I want to briefly distill the important elements of good writing that we explored and honed this evening (below are pasted notes more relevant to the specific writers who penned the words). Cheyenne is entering a UK unpublished novel contest and must write a 350 word synopsis as part of her entry process (you can read her first draft below). In a synopsis, be concise, every word must have work to do. Avoid proliferation of names, especially if there could be any confusion. Keep the main character and the main plot in the forefront. A synopsis is often the debut of a writer's ability to a publisher, contest judges, potential distributor, and reader, hence, one must spend careful time writing, rewriting, revising a good synopsis. Rules that are important in your manuscript are equally, or, if possible, more important in a synopsis: Show don't tell. Avoid vague language. Be concise. Use action verbs. Diagram your entire plot on an anatomy of fiction timeline (status quo, inciting moment, rising action, etc.). Try writing your synopsis in sonnet form, fourteen lines of iambic pentameter. This will do many things for your writing, but it will certainly force you to be brief and to choose words that are loaded with meaning and purpose. 

Next, we discussed when to end a chapter or episode. Hannah wrote a frightening ending to an episode, but added a touch more than was needed. Keep your reader in suspense. End a chapter with the protagonist uncertain, off balance, teetering. Don't stabilize the situation or character at the end of a chapter (there are exception to this). Generally, if a chapter begins in stability and certainty, it must end in uncertainty. If the episode begins with uncertainty, it should end with something else, either more uncertainty, or a interlude of certainty (or perceived certainty).

We also discussed shifting points of view within a chapter, when there is no obvious break. This can throw readers off balance, confuse them, lift them out of verisimilitude; it is so unlike the way we experience reality. If the shift in point of view is necessary (they are not always necessary), then signal your reader that the shift is happening with a chapter break, or an internal division of some kind, extra space, *** in that space (which I used to use but don't really like anymore), or, as Daniel Silva does from time to time, create an internal chapter break with space and a drop-cap first letter to the new point of view. I return to caution with shifting points of view. It is not for the novice and can have perilous results. There is a reason for the rule to stick with one point of view, your protagonist's. Break it to your peril.

### ACTIVITY A
Name the rules the writing-workshop notes call equally or even more important in a synopsis than in a manuscript.
### ACTIVITY B
Rewrite the writing-workshop notes from "We also discussed" up to and including "to your peril.", swapping "novice" for "beginner".
### ACTIVITY C
Resume the writing-workshop notes after their final sentence.
The listing comes from a source unrelated to the writing-workshop notes.

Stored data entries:
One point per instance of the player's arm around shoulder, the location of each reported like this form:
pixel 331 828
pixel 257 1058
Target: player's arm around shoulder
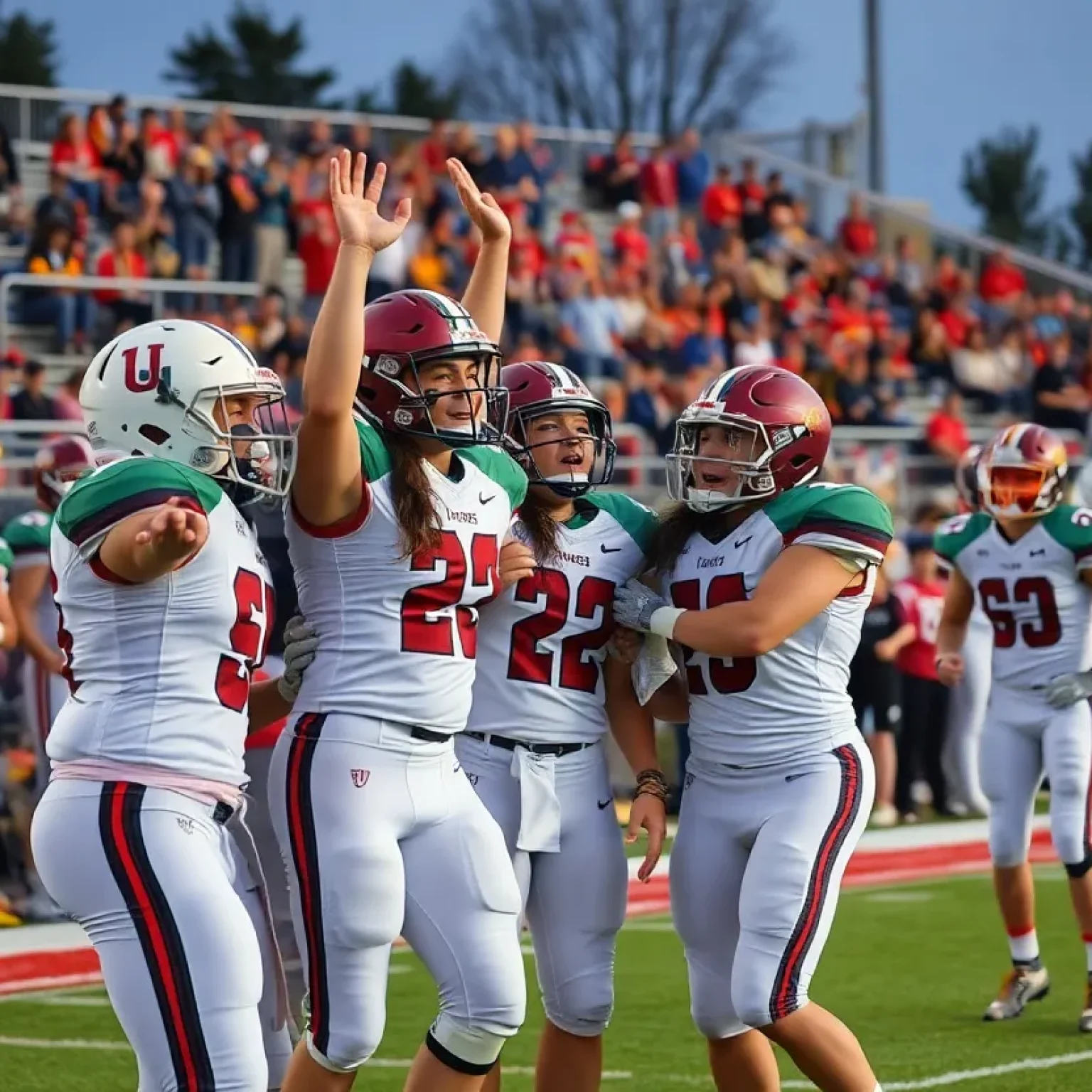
pixel 833 537
pixel 138 520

### OUTPUT A
Show don't tell; avoid vague language; be concise; use action verbs.

### OUTPUT B
We also discussed shifting points of view within a chapter, when there is no obvious break. This can throw readers off balance, confuse them, lift them out of verisimilitude; it is so unlike the way we experience reality. If the shift in point of view is necessary (they are not always necessary), then signal your reader that the shift is happening with a chapter break, or an internal division of some kind, extra space, *** in that space (which I used to use but don't really like anymore), or, as Daniel Silva does from time to time, create an internal chapter break with space and a drop-cap first letter to the new point of view. I return to caution with shifting points of view. It is not for the beginner and can have perilous results. There is a reason for the rule to stick with one point of view, your protagonist's. Break it to your peril.

### OUTPUT C
I concluded with a brief word about the non-fiction book I'm beginning. I’m calling it tentatively God Sings, comparing and contrasting how God and his people sing in the Bible (there’s tons of this) with how we are attempting to do so in the glare and glitter of an entertainment ethos. More coming on that front, God willing.

Register today for the final spots available in my writing intensive literary tour of middle England, Oxford Creative Writing Master Class, April 2-9. "The Oxford Creative Writing Master Class was above and beyond my wildest dreams. I learned so much about writing, history, theology. OCWMC has truly changed my life," so said one of my recent OCWMC grads. Check it out today, but do not delay, bondbooks.net or email me at bondbooks.net@gmail.com. 

Desperate for adventure, or anything to distill the monotony of her life, JULIET [why caps?] goes hiking, and finds a sprawling, upside-down tree. [Can you make us hear the chomp?] It swallows, transporting her, and she wakes in a different [sounds too vague, bland] place where she arrives at the town of [I wouldn't use the name in the synopsis] Umi no Machi: a Japanesque town with a medieval [can you use more specific language? what makes her feel like it's medieval?] feel. 
[keep us in Juliet's point of view] There, a woman named DAYNA warns of impending doom [specific kind of doom? Sun will die... invading army...], but the townspeople pay no heed. Raiders attack in the night, but Juliet evades their clutches. She, Dayna, and the UNKNOWN begin a quest to rescue the townspeople.
While on the trail, Juliet slips up [slips up how?], causing Dayna to demands answers concerning Juliet’s past. 
[under cover of darkness] Finally, they catch up to the raiders and rescue the townspeople under the cover of darkness, but Juliet is ambushed and captured. The Unknown [is he called this or his name?] rescues her, and she learns his name—ADNAN. 
During an attempt for Juliet to return home, the three are taken prisoner and led to TRISTAN, who forces them to help in his uprising against KING JAIIN. 
They are separated during an attack. Seeking refuge, Juliet meets HANIEL and MARI, two of Tristan’s trusted rebels. She embroils herself within the uprising, while dealing with conflicting feelings concerning Tristan, the uprising, and all the secrets surrounding her. 
Aware of how she is looked upon by the rebels, Juliet accuses Tristan of using her, and he agrees to let her leave on a foray with Haniel, but the king’s men take her. She escapes and, on foot, makes it back safely on the verge of collapse. 
Juliet urges Mari to go be with her niece [too many people in this sentence] who is expecting a baby, and soon after realizes Tristan cares for her [which her?]. Without Adnan to counsel her, Juliet decides to commit to the uprising, but when Tristan asks to court her for the sake of his people, who see her superstitiously as the Otherworlder, she turns him down. 


Juliet and Haniel leave to warn his and Mari’s village of wandering raiders, but they’re too late; everyone is dead and there are no survivors. Angry at what she has seen, Juliet agrees to fight with Tristan, and agrees to his courtship proposal.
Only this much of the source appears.